* **Extracted entries**:
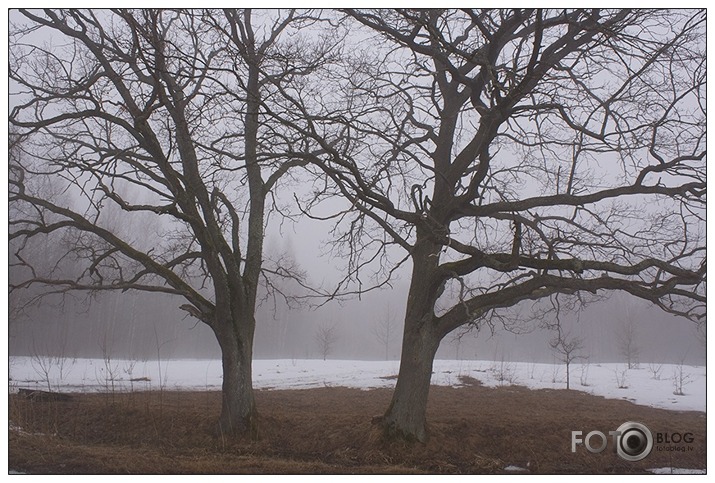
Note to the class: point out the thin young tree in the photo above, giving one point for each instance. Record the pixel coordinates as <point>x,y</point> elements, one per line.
<point>325,339</point>
<point>385,331</point>
<point>514,155</point>
<point>568,349</point>
<point>160,114</point>
<point>627,341</point>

* **What to do**: Drop the images, then copy the data exactly.

* **Output for this exercise**:
Note to the class: point out the thin young tree in the photo above, giving one point for each instance. Record the pixel coordinates as <point>x,y</point> elements, one per line.
<point>325,339</point>
<point>385,331</point>
<point>514,155</point>
<point>568,349</point>
<point>160,114</point>
<point>627,341</point>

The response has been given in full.